• **CHALLENGE**:
Pull out every line of the listing below that contains the word "floor", matching case exactly.

============

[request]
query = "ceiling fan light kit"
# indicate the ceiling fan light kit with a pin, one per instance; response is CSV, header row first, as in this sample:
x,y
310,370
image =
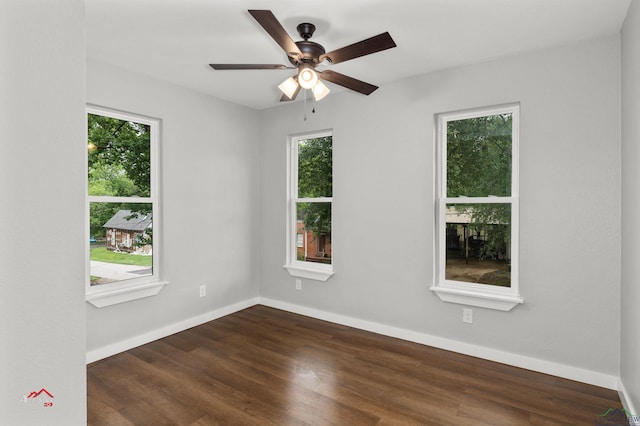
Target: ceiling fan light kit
x,y
289,87
306,55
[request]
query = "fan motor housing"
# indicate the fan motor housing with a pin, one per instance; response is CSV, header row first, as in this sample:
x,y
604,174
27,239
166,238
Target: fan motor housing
x,y
311,52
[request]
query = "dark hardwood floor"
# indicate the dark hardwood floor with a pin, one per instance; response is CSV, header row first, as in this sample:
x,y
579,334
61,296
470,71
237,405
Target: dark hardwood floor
x,y
264,366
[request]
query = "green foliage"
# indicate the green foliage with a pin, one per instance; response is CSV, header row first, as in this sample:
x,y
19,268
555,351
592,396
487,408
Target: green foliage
x,y
479,157
315,168
120,165
123,144
315,179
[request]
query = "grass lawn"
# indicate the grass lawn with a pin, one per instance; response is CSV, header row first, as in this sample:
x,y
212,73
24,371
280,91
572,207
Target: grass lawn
x,y
101,254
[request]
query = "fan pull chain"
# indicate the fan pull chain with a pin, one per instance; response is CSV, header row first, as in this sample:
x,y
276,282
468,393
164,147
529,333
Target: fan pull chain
x,y
305,105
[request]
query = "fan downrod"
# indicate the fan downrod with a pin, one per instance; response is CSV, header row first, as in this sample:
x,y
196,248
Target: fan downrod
x,y
306,30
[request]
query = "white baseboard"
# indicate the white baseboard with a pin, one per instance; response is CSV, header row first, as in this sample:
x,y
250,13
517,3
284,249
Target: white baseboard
x,y
133,342
626,402
542,366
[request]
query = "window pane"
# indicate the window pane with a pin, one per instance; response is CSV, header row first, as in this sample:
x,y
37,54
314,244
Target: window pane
x,y
478,242
315,175
479,156
121,241
314,225
119,157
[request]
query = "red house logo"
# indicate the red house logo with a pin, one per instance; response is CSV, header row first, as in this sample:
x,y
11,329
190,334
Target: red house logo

============

• **SOLUTION TO THE EXERCISE**:
query = "dark hardwood floor"
# indicate the dark hardwood floor with a pin, one per instance; response is CSV, header row first, as in this sample:
Target: dark hardwood floor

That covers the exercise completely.